CONSIGNE 1:
D'après l'entretien sur le zéro déchet, comment a-t-on imaginé la famille de Béa Johnson ? Relevez tous ces qualificatifs.
CONSIGNE 2:
Prolongez l'entretien sur le zéro déchet à la suite de sa dernière phrase.

EXTRAIT:
Béa Johnson et le zéro déchet : « Ne me traitez pas d’écolo ! »

Béa Johnson est l’auteure du livre « Zéro déchet ». Les déchets ménagers que Béa, son mari et leurs deux garçons produisent en une année tiennent dans un bocal d’un litre. Son livre et ses conférences sont le témoignage de leur expérience et un plaidoyer pour un mode de vie simplifié. Nous avons eu le plaisir de la rencontrer.

Bonjour Béa Johnson, et tout d’abord merci d’avoir accepté de témoigner sur Sircome.fr.
Vous êtes une femme moderne, une famille moderne, et qui ne produisent pas de déchet. Vous êtes également artiste et les évènements ont voulu que vous deveniez écrivain et conférencière. Vous témoignez dans votre livre « zéro déchet» sur votre mode de vie reposant sur le principe de simplicité volontaire.
Votre témoignage trouve un écho notable, comme en atteste le nombre de personnes présentes à vos conférences lors de votre récente tournée internationale. Comment expliquez-vous l’accueil fait à votre « zéro déchet » et à vos conférences ?

Mon parcours n’a pas toujours été bordé de roses. Lorsque j’ai exposé notre mode de vie au grand public (par le biais de mon blog puis de la presse), nous avons été beaucoup critiqués. Le terme du Zéro déchet n’était à ce moment-là, utilisé que pour décrire des pratiques industrielles, non pas domestiques. Les gens ne comprenaient pas ce que ce mode de vie représentait. On nous a imaginé hippies, poilus, décoiffés.

DONNÉES FOURNIES:
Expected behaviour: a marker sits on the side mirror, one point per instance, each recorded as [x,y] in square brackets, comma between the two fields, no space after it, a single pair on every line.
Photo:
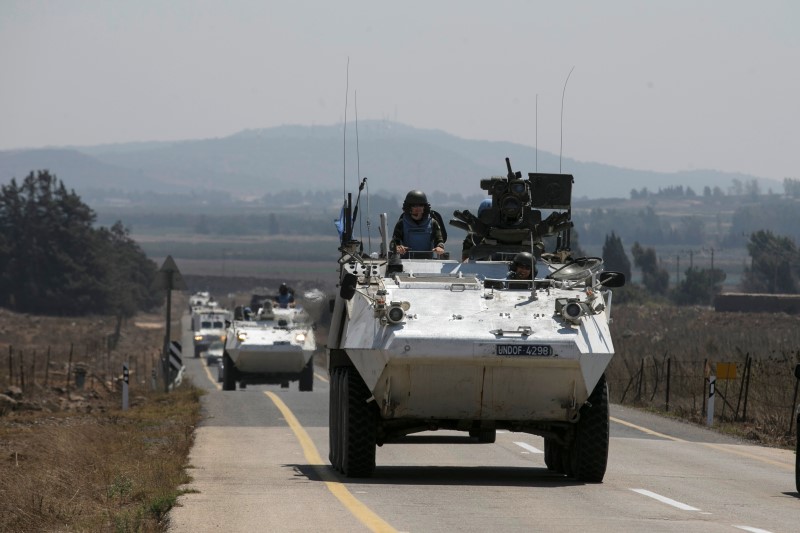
[348,288]
[611,279]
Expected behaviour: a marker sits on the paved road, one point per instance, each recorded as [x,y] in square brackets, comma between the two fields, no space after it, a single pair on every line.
[260,464]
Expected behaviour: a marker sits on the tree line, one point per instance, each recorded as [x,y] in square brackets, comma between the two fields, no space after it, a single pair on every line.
[54,261]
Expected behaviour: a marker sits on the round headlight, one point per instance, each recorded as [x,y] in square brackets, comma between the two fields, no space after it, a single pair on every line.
[395,314]
[572,311]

RÉPONSE RÉDIGÉE 1:
Hippies, poilus, décoiffés.

RÉPONSE RÉDIGÉE 2:
Au fil du temps, grâce a la forte médiatisation de notre mode de vie, on a changé ces aprioris, le terme de Zéro déchet a perdu ses stigmates, et les critiques se sont tues : les gens se sont aperçus que nous n’étions pas des hippies, mais que nous vivions une vie normale, simple et moderne, et beaucoup ont d’ailleurs trouvé notre vie plutôt attrayante ! Depuis, des milliers de personnes à travers le monde ont adoptées ce mode de vie !

Vous habitez aux États-Unis depuis une vingtaine d’années et votre livre a été un succès Outre-Atlantique avant de le devenir en France. Percevez-vous des différences entre ces deux cultures au niveau de l’accueil fait à votre témoignage ?

Je constate que ce mode de vie intéresse particulièrement le public français. Peut-être parce que les Français apprécient les plaisirs simples de la vie (convivialité, etc.). Et ils semblent également avoir moins peur de la simplicité volontaire (que les US), sur laquelle ce mode de vie est fondé.

La France offre aussi certains avantages que les USA n’ont pas. Voici, dans la foulée, quelques exemples… Les marchés de producteurs et les halles y sont une excellente source de vrac ou de produit à la coupe (ici, au marché, les produits animaux sont vendus sous vide). Le vin en vrac y est beaucoup plus développé qu’ici. Le beurre et la crème fraîche y sont disponibles au poids à la fromagerie et les œufs en vrac au supermarché. Les petits artisans de campagnes, tels que les moulins à l’huile, les chèvreries et les apiculteurs sont bien indiqués et accueillent avec joie les visiteurs.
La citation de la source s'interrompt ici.